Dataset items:
════
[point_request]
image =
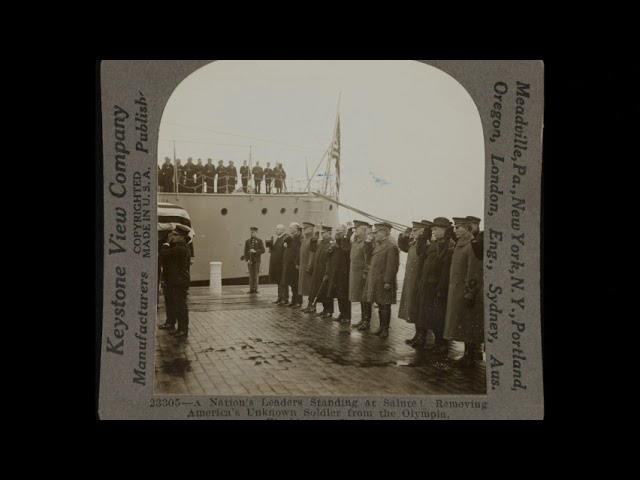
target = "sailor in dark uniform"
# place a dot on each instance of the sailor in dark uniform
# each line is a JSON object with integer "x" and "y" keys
{"x": 199, "y": 170}
{"x": 478, "y": 236}
{"x": 281, "y": 176}
{"x": 181, "y": 178}
{"x": 167, "y": 175}
{"x": 339, "y": 265}
{"x": 319, "y": 285}
{"x": 257, "y": 176}
{"x": 276, "y": 249}
{"x": 189, "y": 172}
{"x": 175, "y": 259}
{"x": 245, "y": 176}
{"x": 221, "y": 183}
{"x": 232, "y": 176}
{"x": 253, "y": 250}
{"x": 268, "y": 177}
{"x": 290, "y": 266}
{"x": 209, "y": 173}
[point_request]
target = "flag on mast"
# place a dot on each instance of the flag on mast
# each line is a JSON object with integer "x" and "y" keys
{"x": 335, "y": 154}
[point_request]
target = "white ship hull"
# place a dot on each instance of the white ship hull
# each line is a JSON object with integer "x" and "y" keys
{"x": 221, "y": 223}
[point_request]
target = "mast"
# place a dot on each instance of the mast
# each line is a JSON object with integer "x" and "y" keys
{"x": 175, "y": 168}
{"x": 249, "y": 181}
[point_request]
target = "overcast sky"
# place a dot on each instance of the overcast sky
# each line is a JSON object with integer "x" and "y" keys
{"x": 412, "y": 145}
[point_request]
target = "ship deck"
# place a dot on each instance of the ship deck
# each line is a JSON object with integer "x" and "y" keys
{"x": 242, "y": 344}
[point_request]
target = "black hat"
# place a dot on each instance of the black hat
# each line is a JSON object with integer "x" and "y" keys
{"x": 459, "y": 221}
{"x": 441, "y": 222}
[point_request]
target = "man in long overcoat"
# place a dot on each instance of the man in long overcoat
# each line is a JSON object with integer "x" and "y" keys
{"x": 175, "y": 259}
{"x": 432, "y": 287}
{"x": 245, "y": 176}
{"x": 167, "y": 175}
{"x": 319, "y": 283}
{"x": 232, "y": 177}
{"x": 181, "y": 177}
{"x": 221, "y": 172}
{"x": 268, "y": 177}
{"x": 304, "y": 263}
{"x": 478, "y": 236}
{"x": 199, "y": 171}
{"x": 382, "y": 284}
{"x": 209, "y": 173}
{"x": 465, "y": 306}
{"x": 280, "y": 176}
{"x": 257, "y": 177}
{"x": 338, "y": 255}
{"x": 189, "y": 173}
{"x": 276, "y": 250}
{"x": 253, "y": 250}
{"x": 407, "y": 242}
{"x": 290, "y": 259}
{"x": 359, "y": 255}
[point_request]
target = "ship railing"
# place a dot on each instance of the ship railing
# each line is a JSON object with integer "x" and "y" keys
{"x": 201, "y": 183}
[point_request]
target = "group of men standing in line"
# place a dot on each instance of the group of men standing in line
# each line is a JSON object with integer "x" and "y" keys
{"x": 442, "y": 289}
{"x": 199, "y": 178}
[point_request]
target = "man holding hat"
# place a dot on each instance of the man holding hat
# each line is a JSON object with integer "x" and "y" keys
{"x": 407, "y": 242}
{"x": 321, "y": 275}
{"x": 175, "y": 259}
{"x": 338, "y": 255}
{"x": 382, "y": 285}
{"x": 465, "y": 309}
{"x": 360, "y": 255}
{"x": 253, "y": 250}
{"x": 304, "y": 264}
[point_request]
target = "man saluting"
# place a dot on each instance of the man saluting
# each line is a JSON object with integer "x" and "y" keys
{"x": 253, "y": 250}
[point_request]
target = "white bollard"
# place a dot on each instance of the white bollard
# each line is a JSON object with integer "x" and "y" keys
{"x": 215, "y": 278}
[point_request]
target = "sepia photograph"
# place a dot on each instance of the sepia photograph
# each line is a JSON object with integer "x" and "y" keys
{"x": 320, "y": 231}
{"x": 321, "y": 239}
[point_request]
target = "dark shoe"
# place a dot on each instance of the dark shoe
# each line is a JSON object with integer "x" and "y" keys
{"x": 411, "y": 340}
{"x": 420, "y": 342}
{"x": 463, "y": 362}
{"x": 366, "y": 325}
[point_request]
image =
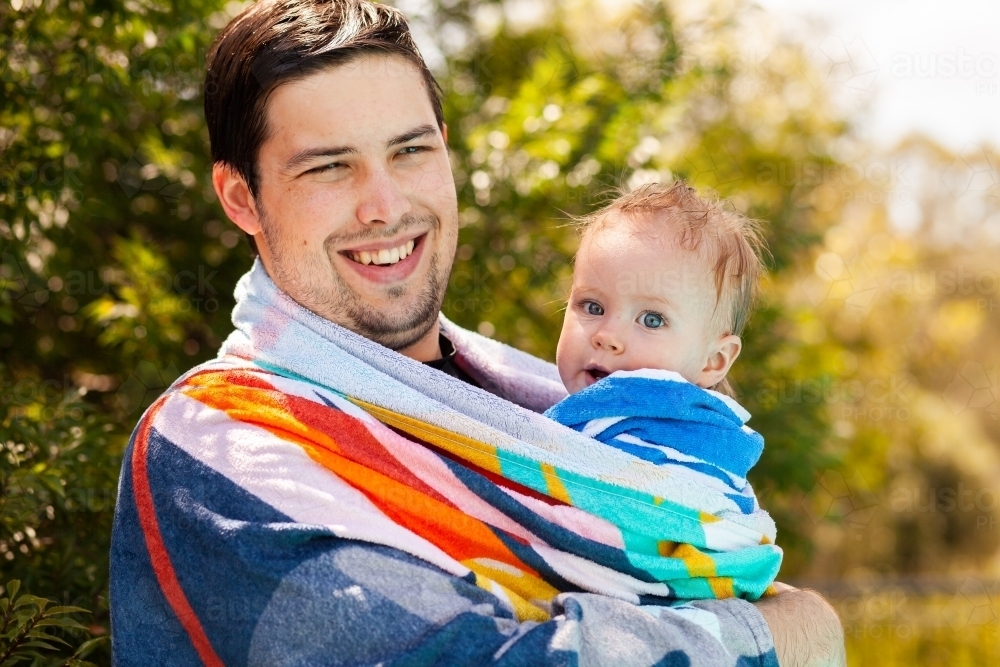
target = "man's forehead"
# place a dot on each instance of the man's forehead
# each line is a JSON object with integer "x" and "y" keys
{"x": 366, "y": 98}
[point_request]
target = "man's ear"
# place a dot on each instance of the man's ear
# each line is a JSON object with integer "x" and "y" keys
════
• Brief
Produce an exact copy of each line of data, skipping embedded images.

• Task answer
[point_request]
image =
target = "sailor in dark uniform"
# place a dot on each instance of the sailor in dark uniform
# each line is a JSON object with integer "x" and "y" keys
{"x": 199, "y": 170}
{"x": 478, "y": 236}
{"x": 281, "y": 176}
{"x": 181, "y": 178}
{"x": 167, "y": 175}
{"x": 339, "y": 265}
{"x": 319, "y": 285}
{"x": 257, "y": 176}
{"x": 276, "y": 249}
{"x": 189, "y": 172}
{"x": 175, "y": 259}
{"x": 245, "y": 176}
{"x": 221, "y": 183}
{"x": 232, "y": 176}
{"x": 253, "y": 250}
{"x": 268, "y": 177}
{"x": 290, "y": 266}
{"x": 209, "y": 173}
[point_request]
target = "flag on mast"
# place a dot on each instance of the flag on mast
# each line is a JSON object with integer "x" and "y" keys
{"x": 335, "y": 154}
[point_request]
target = "white ship hull"
# place a dot on each instance of the white ship hull
# each line is a JSON object with integer "x" and "y" keys
{"x": 221, "y": 223}
[point_request]
target = "mast"
# place a dot on each instance of the mast
# each line is a JSON object with integer "x" and "y" keys
{"x": 175, "y": 168}
{"x": 249, "y": 181}
[point_request]
target = "overcast sky"
# place a dot on each instance of the overcast sky
# each line is a JSON object with integer "x" and "y" keys
{"x": 412, "y": 145}
[point_request]
target = "ship deck"
# place a dot on each instance of the ship deck
# each line is a JSON object with integer "x" and "y" keys
{"x": 242, "y": 344}
[point_request]
target = "black hat"
# place a dot on each instance of the black hat
# each line is a JSON object with integer "x" and "y" keys
{"x": 459, "y": 221}
{"x": 441, "y": 222}
[point_request]
target = "man in long overcoat"
# place a dot on each instance of the man in long overcoat
# each line is a JSON object with integer "x" and "y" keys
{"x": 175, "y": 259}
{"x": 432, "y": 287}
{"x": 245, "y": 176}
{"x": 167, "y": 175}
{"x": 319, "y": 283}
{"x": 232, "y": 177}
{"x": 181, "y": 177}
{"x": 221, "y": 172}
{"x": 268, "y": 177}
{"x": 304, "y": 263}
{"x": 478, "y": 236}
{"x": 199, "y": 171}
{"x": 382, "y": 284}
{"x": 209, "y": 173}
{"x": 465, "y": 306}
{"x": 280, "y": 176}
{"x": 257, "y": 177}
{"x": 338, "y": 255}
{"x": 189, "y": 173}
{"x": 276, "y": 250}
{"x": 253, "y": 250}
{"x": 407, "y": 242}
{"x": 290, "y": 259}
{"x": 359, "y": 255}
[point_request]
target = "ship railing"
# place a dot on each instance of the ship railing
# each line is a JSON object with integer "x" and "y" keys
{"x": 201, "y": 183}
[point_request]
target = "group of men standing in line"
# place a dot on each instance of the group of men standing in line
# each line is a JSON object with integer "x" and "y" keys
{"x": 442, "y": 289}
{"x": 199, "y": 178}
[point_request]
target = "man holding hat"
# place a dot on each instance of the man holding hat
# each line is a JSON object with integer "x" and "y" keys
{"x": 407, "y": 242}
{"x": 321, "y": 275}
{"x": 175, "y": 259}
{"x": 338, "y": 255}
{"x": 382, "y": 285}
{"x": 465, "y": 309}
{"x": 360, "y": 255}
{"x": 253, "y": 250}
{"x": 304, "y": 264}
[point_request]
target = "man saluting"
# place a dot on each instance of the man saluting
# each line is a JSON object with integer "x" and "y" keys
{"x": 253, "y": 250}
[point_request]
target = "white bollard"
# place a dot on each instance of the white bollard
# each line is a JSON object with integer "x" and "y" keys
{"x": 215, "y": 278}
[point_request]
target = "sepia photograph"
# place a dot on each instance of the sepia photograph
# each line is a JSON object with integer "x" and "y" keys
{"x": 320, "y": 231}
{"x": 321, "y": 239}
[point_request]
target = "dark shoe"
# place a dot on each instance of the dark shoe
# each line is a JSON object with integer "x" and "y" keys
{"x": 411, "y": 340}
{"x": 420, "y": 342}
{"x": 463, "y": 362}
{"x": 366, "y": 325}
[point_request]
image =
target = "man's forehead"
# place a dot on each instance of the man's forehead
# each line is a JSON object with integer "x" and "y" keys
{"x": 366, "y": 98}
[point_request]
target = "man's ear"
# place a dot on each instance of the man's ear
# each line is a JSON object with integer "x" and "y" keys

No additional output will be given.